"""
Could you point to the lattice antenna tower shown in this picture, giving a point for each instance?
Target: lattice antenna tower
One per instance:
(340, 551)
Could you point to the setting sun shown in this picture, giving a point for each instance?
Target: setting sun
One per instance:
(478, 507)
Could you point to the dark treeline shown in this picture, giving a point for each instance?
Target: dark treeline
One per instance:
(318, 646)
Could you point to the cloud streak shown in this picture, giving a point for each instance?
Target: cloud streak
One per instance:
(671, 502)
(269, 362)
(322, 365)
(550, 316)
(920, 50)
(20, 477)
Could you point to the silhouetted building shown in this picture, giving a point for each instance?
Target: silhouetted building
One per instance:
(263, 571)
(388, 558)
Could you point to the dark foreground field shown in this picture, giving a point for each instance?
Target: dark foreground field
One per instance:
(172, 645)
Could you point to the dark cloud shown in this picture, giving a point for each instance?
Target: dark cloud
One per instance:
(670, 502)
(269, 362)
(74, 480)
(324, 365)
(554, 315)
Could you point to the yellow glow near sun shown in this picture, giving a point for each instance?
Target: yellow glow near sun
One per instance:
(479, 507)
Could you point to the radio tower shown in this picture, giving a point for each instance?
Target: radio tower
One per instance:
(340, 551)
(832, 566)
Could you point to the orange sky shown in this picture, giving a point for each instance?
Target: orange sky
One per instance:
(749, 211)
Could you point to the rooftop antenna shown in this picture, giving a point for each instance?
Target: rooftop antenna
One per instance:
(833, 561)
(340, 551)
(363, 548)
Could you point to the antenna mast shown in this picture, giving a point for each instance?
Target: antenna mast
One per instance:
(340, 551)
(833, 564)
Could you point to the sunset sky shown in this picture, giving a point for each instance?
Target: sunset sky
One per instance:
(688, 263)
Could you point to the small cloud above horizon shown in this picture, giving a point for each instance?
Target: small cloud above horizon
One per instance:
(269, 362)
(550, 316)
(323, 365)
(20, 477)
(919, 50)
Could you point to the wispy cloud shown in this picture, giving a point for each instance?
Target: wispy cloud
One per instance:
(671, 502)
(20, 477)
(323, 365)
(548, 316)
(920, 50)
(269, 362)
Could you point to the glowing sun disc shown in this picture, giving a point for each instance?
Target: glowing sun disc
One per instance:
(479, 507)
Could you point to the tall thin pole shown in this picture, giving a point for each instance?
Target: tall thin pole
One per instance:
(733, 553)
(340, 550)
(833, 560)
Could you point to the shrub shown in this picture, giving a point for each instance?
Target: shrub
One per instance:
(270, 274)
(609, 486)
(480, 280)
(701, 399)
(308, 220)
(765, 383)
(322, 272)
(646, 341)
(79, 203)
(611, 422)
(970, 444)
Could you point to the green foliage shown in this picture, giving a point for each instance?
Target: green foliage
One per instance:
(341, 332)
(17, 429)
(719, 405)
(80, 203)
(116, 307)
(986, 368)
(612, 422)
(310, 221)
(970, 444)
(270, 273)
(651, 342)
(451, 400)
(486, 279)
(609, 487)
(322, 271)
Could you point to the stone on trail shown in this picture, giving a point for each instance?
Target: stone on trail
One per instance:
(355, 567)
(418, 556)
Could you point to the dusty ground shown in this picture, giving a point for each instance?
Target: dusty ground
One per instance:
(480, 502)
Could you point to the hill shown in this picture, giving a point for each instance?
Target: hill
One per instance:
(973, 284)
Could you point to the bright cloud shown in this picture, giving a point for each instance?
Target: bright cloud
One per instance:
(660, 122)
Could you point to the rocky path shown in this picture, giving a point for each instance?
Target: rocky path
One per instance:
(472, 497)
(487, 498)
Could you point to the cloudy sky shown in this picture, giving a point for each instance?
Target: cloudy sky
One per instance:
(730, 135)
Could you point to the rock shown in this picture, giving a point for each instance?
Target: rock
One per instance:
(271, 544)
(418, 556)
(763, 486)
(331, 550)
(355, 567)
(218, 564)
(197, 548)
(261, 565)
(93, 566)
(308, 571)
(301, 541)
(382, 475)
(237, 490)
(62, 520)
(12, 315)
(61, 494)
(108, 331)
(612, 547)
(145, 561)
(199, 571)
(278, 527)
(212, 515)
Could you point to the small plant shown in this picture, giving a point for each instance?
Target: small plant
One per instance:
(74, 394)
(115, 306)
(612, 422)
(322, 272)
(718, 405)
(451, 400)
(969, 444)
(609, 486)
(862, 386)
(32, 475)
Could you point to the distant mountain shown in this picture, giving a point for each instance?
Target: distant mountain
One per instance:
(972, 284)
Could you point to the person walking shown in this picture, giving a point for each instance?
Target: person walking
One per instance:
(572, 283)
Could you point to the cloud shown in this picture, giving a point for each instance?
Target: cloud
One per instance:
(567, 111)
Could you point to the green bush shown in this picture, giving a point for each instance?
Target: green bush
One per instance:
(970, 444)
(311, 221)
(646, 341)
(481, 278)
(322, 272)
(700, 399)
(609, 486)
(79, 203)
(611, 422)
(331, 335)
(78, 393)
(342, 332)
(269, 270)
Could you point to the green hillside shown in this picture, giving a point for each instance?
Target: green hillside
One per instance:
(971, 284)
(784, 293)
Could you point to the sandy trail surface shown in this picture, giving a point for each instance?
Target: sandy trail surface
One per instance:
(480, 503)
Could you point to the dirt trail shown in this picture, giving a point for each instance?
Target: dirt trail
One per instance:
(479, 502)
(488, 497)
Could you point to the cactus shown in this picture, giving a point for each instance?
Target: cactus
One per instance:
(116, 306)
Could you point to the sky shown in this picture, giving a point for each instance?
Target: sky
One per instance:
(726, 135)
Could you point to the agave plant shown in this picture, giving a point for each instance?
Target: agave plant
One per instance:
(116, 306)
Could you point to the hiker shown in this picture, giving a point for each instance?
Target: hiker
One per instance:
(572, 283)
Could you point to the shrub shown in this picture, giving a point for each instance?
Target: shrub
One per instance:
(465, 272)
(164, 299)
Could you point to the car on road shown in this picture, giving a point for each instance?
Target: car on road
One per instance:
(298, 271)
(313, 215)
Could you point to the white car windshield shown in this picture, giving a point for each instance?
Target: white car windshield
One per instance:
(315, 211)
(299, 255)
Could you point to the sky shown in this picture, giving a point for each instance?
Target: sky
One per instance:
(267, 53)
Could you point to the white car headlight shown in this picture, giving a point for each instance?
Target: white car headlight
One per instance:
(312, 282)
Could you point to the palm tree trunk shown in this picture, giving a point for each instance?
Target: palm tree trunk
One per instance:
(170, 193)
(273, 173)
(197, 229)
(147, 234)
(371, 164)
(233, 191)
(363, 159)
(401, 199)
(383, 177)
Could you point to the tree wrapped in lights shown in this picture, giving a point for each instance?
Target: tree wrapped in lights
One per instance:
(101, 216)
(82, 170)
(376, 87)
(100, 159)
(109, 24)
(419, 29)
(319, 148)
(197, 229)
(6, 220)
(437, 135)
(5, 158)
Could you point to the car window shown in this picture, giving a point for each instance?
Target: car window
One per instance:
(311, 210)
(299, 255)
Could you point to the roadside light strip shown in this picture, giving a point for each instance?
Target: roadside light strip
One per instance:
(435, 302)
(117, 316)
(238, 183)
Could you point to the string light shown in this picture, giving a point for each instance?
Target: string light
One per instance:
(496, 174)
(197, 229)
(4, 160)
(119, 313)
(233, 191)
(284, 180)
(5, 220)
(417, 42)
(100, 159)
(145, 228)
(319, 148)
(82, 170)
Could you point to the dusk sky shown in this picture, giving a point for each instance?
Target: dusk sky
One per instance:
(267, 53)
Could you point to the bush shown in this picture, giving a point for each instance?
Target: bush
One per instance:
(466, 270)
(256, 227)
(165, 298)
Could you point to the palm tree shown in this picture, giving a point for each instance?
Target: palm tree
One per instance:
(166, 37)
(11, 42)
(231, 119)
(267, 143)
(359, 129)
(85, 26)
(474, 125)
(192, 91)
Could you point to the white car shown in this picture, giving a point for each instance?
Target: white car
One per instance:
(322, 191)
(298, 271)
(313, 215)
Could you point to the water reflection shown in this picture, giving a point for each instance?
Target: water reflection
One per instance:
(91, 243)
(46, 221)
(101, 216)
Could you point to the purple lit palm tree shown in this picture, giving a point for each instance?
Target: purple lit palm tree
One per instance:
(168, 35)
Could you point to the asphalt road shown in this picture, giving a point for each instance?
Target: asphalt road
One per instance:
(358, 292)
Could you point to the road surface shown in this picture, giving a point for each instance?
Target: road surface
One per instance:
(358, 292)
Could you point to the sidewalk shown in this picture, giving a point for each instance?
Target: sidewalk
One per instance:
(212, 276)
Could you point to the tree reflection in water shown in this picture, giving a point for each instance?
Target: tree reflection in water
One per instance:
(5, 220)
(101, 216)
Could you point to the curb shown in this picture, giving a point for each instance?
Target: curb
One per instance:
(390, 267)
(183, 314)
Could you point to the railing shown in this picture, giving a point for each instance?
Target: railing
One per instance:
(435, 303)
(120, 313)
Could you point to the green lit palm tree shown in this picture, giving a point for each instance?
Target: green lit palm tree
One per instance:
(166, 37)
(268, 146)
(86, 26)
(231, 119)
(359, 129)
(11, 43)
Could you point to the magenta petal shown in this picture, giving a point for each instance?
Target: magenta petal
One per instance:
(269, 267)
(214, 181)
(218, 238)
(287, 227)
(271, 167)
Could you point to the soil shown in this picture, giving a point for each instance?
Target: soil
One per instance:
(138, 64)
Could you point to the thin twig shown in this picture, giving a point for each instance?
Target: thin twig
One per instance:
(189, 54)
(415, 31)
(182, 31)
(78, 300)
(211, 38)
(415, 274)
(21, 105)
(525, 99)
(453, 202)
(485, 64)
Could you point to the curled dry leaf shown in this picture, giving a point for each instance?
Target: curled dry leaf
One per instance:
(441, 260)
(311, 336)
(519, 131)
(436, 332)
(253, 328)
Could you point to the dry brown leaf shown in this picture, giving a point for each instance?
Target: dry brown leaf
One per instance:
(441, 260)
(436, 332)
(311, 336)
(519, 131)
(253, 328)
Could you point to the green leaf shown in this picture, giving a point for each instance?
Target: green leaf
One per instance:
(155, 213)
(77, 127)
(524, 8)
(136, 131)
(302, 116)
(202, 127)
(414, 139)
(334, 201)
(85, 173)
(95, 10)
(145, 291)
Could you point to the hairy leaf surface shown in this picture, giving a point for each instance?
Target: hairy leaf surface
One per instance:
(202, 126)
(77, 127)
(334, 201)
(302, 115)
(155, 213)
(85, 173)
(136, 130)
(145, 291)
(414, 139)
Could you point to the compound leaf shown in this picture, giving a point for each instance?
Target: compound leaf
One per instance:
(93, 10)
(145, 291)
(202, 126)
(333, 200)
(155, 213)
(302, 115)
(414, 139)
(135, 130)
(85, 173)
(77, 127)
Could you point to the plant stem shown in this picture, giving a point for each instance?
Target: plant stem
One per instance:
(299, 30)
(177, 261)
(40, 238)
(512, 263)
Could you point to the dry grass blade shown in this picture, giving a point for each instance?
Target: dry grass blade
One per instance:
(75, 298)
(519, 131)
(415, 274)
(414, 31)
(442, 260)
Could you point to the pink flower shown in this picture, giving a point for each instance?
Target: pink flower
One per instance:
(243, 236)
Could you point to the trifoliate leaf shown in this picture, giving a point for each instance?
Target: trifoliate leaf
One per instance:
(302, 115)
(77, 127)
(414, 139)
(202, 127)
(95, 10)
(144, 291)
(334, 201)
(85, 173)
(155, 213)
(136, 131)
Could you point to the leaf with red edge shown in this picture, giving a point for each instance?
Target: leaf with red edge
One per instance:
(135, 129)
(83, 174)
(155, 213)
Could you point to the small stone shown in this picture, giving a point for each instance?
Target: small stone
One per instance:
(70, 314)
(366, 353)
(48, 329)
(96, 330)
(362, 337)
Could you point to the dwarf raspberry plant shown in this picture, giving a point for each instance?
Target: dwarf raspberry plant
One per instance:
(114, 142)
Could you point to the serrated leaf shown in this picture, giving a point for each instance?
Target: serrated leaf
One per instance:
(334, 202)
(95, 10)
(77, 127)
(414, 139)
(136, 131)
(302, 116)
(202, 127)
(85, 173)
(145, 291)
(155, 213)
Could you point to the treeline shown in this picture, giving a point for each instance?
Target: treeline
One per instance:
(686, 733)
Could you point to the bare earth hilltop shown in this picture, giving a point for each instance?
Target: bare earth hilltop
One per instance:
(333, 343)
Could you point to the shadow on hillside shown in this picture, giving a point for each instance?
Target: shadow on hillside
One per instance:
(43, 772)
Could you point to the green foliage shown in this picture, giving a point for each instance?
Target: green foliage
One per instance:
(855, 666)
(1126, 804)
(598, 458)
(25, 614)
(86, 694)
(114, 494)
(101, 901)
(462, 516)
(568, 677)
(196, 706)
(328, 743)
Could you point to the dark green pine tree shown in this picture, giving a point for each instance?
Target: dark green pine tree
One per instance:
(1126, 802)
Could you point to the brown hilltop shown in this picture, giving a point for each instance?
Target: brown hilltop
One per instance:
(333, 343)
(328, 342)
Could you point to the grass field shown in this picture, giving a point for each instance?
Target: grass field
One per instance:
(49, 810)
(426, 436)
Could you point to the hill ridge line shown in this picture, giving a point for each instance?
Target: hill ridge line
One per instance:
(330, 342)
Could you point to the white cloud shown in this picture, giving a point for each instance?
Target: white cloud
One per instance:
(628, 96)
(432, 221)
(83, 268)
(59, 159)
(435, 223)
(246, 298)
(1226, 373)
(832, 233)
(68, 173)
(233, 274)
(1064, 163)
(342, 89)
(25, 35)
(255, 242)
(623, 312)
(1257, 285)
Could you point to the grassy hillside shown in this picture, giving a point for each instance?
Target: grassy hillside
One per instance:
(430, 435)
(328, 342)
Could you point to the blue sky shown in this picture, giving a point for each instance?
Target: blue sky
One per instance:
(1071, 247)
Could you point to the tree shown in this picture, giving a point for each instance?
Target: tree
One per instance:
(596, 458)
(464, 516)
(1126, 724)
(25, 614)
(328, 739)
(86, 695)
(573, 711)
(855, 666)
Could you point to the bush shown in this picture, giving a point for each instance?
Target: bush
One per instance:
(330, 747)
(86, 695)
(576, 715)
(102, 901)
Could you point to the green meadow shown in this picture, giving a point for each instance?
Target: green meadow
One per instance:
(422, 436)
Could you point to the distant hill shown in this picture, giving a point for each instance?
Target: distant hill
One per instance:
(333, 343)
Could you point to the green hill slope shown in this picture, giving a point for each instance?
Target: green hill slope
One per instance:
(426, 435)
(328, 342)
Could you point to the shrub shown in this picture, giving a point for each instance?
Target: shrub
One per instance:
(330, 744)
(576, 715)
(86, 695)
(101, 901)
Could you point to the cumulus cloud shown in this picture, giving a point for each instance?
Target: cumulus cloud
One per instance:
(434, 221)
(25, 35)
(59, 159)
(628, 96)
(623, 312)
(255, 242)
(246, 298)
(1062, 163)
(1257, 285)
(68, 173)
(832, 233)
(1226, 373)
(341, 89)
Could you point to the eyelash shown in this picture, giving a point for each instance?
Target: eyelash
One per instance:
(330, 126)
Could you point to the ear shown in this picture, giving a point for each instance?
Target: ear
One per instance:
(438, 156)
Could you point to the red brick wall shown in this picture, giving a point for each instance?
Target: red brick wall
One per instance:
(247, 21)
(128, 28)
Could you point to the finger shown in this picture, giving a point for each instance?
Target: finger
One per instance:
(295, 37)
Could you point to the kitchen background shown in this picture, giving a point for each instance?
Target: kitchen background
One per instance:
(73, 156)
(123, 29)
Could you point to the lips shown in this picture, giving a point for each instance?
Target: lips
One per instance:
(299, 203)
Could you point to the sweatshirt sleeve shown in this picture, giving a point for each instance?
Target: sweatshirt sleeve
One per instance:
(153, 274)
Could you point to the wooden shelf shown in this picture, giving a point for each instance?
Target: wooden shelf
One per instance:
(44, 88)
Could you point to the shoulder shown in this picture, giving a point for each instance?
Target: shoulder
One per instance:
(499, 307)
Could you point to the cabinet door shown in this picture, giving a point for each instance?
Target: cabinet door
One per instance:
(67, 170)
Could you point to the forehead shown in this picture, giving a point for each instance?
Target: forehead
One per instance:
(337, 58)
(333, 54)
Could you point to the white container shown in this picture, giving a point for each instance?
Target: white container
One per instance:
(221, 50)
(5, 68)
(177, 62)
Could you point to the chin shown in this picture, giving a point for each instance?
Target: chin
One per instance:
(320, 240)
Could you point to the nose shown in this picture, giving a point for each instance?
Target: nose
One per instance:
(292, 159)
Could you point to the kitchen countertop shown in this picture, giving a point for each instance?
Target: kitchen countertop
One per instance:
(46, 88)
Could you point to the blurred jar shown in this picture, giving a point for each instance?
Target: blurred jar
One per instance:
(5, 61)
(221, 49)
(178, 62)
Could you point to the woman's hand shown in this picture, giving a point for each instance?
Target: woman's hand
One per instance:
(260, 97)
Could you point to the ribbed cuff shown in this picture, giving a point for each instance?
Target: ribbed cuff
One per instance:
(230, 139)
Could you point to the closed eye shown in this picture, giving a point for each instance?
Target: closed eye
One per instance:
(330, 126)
"""
Task to carry out:
Repeat precisely the lines of the data starting at the one containing "Could you point to the chin", last line included.

Exercise response:
Could you point to the chin shown in this picture, giving a point for each instance?
Target: chin
One per instance:
(320, 240)
Could you point to the nose shown in this picture, giving a point for each instance?
Target: nose
One per instance:
(292, 159)
Could you point to the kitchen countertop shown in this picture, giving a point for each instance?
Target: kitchen countertop
One per instance:
(46, 88)
Could you point to the blurred jar shown in this picture, giving a point for each instance?
Target: blurred jar
One per instance:
(5, 61)
(221, 49)
(178, 62)
Could you point to the woman's hand shown in this picture, giving a point for each instance?
Target: woman's hand
One per instance:
(260, 97)
Could you point to the ribbed cuff shown in this picture, giving a point for each instance?
Target: ribbed cuff
One per instance:
(230, 139)
Could you point to the closed eye shown in this picture, giving a point for each instance?
Target: closed eye
One per instance:
(330, 126)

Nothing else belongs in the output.